▶ **Quoted passage**
┄┄┄┄┄┄┄┄┄┄┄┄┄┄┄┄┄┄┄┄

In case you’ve missed the latest reality TV dating show spectacle, let me enlighten you. NBC’s Age of Love put The Guy, aka 30-year-old Aussie tennis pro Mark Philippoussis, in the awkwardest of positions when it presented the flock of ladies from which he’ll select his Ms. Right-or, if reality TV dating show tradition holds, his Ms. Right Now. Billed an “experiment,” the show aims to determine whether age matters; ergo, when the first group of ladies-forty-somethings, sensitively dubbed the “cougars” on the show’s promos-introduced themselves to Philippoussis, each told him her name and then : her age. Unsurprisingly, Philippoussis appeared utterly dumbfounded. The first episode proceeded with the standard televised matchmaking fare-group dates, “alone time”-before ending with a bomb: the arrival of a group of fresh-faced, fresh-out-of-college twenty-somethings, the “kittens.” And when you pit cougars against kittens, the fallout’s bound to get a bit : catty. Ahem.

┄┄┄┄┄┄┄┄┄┄┄┄┄┄┄┄┄┄┄┄

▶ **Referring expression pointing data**
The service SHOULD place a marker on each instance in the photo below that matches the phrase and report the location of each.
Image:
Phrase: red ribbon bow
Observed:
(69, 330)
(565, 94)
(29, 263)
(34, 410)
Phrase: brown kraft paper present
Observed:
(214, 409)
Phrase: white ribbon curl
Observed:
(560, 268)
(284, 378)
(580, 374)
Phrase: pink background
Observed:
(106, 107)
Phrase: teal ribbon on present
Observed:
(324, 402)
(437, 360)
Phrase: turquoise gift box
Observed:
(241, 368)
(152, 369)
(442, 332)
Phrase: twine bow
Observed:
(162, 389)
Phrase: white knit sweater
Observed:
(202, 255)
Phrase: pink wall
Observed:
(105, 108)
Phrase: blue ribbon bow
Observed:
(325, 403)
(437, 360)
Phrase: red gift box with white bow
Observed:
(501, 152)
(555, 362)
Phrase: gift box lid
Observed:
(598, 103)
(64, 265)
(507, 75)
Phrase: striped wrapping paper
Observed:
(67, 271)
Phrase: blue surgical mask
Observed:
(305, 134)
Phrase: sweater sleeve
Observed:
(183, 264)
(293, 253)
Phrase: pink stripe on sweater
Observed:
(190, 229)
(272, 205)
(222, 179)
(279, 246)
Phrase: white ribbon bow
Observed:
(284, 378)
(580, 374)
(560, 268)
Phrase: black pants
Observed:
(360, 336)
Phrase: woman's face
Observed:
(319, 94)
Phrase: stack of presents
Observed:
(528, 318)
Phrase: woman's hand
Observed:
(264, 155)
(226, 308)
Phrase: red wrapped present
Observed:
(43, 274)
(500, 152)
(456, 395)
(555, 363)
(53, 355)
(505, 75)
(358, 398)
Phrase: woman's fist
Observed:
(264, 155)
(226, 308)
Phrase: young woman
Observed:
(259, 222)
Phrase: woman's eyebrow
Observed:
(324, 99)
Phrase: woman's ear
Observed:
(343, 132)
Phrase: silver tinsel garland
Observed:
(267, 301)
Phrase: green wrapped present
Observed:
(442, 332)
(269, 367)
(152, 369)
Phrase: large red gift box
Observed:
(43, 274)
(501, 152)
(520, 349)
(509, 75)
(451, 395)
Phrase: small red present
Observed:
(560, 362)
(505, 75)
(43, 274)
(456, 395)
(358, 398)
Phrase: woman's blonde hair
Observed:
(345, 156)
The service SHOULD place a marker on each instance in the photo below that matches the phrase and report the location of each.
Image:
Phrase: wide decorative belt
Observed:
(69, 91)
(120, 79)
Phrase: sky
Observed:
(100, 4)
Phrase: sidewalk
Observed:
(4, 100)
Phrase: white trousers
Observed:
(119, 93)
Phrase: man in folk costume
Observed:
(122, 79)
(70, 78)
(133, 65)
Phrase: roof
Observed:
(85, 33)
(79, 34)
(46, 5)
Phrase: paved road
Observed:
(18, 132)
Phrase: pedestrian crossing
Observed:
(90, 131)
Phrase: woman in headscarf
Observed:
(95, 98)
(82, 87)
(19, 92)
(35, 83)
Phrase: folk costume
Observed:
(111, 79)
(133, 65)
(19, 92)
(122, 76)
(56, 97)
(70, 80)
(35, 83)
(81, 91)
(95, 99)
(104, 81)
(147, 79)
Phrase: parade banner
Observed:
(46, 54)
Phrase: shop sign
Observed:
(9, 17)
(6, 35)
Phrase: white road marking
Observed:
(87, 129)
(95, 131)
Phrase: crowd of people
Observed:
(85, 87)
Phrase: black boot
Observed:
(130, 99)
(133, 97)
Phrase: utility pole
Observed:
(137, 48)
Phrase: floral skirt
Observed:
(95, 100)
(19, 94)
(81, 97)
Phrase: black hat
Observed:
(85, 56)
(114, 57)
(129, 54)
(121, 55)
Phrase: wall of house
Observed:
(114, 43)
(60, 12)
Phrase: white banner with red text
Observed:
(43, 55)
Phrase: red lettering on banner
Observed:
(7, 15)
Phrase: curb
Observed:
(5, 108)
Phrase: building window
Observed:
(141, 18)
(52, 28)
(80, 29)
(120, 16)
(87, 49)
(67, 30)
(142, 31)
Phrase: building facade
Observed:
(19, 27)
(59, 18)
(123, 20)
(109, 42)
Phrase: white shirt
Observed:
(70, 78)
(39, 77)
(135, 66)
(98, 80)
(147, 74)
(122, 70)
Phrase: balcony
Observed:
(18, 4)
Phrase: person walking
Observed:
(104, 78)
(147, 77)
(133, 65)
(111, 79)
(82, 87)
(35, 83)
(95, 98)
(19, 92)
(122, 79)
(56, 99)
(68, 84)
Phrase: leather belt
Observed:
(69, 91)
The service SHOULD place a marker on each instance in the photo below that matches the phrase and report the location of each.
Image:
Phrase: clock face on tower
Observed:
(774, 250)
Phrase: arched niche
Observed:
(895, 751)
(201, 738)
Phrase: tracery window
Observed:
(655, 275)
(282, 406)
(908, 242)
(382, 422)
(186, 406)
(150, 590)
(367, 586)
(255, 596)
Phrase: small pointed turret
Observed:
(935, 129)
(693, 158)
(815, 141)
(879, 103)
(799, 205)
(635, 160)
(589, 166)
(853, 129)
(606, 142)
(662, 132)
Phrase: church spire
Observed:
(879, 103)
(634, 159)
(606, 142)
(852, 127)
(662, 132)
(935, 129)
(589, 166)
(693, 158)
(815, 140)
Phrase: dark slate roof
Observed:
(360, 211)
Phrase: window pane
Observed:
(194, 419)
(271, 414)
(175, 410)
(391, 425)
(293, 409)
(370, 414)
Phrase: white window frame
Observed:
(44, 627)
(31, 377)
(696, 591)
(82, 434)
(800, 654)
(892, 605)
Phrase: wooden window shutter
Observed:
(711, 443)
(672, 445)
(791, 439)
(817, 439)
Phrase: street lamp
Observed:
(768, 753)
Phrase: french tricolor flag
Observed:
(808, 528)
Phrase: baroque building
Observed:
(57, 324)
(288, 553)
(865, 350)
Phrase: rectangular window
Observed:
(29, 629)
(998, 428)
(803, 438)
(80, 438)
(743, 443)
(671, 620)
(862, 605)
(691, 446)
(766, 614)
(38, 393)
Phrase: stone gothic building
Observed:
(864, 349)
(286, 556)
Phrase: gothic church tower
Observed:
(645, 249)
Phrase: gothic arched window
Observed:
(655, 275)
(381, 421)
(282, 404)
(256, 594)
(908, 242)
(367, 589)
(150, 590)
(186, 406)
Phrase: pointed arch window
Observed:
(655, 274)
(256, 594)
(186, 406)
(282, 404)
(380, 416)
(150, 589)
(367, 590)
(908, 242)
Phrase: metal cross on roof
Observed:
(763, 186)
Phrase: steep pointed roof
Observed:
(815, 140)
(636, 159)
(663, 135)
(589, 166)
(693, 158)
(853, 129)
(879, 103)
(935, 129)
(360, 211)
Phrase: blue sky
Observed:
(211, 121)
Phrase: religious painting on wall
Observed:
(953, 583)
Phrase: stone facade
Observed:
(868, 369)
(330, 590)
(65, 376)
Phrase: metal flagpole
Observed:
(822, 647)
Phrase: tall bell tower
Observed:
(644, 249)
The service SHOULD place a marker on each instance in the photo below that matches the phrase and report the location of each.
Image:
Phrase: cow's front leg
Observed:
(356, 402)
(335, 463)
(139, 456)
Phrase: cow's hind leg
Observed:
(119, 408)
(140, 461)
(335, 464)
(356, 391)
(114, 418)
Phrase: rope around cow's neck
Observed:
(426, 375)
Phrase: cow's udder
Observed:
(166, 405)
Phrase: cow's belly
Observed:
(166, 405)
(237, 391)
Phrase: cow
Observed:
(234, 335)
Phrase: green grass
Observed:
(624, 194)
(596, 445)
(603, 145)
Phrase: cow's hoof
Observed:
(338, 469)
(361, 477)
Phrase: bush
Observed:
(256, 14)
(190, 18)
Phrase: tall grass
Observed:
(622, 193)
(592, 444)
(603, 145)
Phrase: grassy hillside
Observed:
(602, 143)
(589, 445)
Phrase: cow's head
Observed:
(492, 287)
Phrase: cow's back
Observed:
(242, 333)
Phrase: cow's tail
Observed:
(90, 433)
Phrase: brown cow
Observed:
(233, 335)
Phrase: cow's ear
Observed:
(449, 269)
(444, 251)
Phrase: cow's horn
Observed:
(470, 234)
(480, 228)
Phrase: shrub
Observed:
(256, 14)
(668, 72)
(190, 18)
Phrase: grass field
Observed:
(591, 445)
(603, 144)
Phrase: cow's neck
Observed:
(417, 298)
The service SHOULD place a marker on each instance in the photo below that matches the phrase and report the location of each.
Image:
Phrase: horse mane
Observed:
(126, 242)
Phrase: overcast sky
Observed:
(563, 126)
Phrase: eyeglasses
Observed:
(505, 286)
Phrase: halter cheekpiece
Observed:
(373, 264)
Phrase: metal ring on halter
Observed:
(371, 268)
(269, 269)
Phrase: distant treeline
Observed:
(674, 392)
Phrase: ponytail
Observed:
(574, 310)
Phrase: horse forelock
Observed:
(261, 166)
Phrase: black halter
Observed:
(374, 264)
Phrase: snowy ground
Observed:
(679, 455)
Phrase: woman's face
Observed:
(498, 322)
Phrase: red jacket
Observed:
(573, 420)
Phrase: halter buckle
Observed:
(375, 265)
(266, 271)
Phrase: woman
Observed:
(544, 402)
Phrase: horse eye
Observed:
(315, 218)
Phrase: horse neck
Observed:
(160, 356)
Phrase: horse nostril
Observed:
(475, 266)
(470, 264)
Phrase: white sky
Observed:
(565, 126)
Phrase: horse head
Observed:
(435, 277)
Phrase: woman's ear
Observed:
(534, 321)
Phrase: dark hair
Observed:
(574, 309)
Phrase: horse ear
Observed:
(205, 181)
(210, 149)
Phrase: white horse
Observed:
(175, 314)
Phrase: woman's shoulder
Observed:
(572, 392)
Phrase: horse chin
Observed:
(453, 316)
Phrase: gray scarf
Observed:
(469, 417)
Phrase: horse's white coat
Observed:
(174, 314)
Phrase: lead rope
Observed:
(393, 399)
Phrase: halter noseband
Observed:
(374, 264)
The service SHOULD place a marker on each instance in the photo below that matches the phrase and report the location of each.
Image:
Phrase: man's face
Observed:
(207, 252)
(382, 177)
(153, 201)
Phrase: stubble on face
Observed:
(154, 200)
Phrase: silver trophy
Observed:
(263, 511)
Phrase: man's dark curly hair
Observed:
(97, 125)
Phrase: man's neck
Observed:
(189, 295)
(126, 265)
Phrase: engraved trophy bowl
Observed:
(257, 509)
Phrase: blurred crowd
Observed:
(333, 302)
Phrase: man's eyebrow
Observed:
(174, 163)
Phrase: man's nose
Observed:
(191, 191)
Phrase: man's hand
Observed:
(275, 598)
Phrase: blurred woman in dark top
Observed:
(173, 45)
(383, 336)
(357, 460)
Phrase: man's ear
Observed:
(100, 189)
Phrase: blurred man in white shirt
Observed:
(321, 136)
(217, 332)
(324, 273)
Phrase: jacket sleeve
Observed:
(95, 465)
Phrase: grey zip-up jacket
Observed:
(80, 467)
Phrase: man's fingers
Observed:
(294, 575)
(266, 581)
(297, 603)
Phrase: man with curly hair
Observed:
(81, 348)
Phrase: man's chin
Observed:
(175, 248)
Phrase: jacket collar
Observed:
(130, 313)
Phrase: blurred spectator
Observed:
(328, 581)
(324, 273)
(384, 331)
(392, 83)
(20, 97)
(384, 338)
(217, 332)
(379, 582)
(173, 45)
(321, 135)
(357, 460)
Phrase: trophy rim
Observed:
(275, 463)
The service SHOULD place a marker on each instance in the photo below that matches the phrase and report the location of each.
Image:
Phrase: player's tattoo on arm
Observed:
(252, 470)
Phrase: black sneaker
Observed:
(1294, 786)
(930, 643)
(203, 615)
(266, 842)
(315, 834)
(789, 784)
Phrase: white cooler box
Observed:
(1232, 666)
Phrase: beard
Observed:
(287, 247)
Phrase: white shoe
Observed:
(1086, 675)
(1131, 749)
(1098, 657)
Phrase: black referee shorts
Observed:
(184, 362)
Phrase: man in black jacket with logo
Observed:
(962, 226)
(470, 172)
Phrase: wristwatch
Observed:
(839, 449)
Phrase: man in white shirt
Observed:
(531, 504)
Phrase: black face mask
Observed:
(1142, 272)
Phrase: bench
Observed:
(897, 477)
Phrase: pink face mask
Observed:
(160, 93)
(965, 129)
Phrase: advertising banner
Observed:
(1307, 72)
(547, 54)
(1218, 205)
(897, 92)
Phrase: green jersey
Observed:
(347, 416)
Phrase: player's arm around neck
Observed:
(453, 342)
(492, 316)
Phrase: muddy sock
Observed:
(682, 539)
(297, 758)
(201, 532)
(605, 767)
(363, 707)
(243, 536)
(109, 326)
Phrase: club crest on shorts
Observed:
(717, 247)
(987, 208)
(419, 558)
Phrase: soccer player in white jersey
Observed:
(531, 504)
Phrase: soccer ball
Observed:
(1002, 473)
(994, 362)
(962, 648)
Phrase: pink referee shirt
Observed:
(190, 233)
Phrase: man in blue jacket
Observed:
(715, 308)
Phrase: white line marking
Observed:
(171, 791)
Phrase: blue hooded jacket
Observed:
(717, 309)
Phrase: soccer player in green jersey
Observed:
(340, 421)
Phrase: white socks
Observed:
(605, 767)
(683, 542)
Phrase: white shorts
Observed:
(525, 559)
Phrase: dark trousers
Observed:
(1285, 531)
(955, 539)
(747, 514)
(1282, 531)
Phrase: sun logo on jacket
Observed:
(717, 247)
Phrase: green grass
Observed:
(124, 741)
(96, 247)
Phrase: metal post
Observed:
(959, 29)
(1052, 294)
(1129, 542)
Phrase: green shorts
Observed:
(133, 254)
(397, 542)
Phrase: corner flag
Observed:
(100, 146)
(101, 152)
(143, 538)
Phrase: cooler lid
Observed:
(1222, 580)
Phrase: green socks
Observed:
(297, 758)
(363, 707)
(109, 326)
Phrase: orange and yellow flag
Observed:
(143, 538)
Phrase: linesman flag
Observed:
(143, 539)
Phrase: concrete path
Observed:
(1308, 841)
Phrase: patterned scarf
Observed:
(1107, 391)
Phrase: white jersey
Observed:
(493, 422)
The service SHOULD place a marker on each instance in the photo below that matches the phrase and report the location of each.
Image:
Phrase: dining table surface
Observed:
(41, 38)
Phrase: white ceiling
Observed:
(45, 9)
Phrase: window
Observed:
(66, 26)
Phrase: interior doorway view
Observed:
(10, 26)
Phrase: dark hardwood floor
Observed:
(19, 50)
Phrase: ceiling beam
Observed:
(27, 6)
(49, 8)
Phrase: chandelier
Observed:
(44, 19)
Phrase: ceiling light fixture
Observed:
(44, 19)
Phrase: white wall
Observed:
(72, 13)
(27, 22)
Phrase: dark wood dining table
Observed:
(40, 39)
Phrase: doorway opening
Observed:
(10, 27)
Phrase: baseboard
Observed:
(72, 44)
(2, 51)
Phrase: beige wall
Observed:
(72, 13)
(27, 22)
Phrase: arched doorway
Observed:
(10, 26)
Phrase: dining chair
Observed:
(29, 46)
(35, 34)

┄┄┄┄┄┄┄┄┄┄┄┄┄┄┄┄┄┄┄┄

▶ **Directions**
a. According to the Age of Love passage, how old is Mark Philippoussis?
b. Say whether each statement agrees with the Age of Love passage, quoting the words that decide it: (i) The forty-something women are called "cougars" in the show's promos. (ii) The twenty-somethings arrive at the start of the first episode. (iii) The show airs on NBC.
The rows are separate material and are not connected to the Age of Love passage.

▶ **Solution list**
a. He is 30 years old.

b.
(i) Yes: "forty-somethings, sensitively dubbed the “cougars” on the show’s promos"
(ii) No: "before ending with a bomb: the arrival of a group of fresh-faced, fresh-out-of-college twenty-somethings"
(iii) Yes: "NBC’s Age of Love"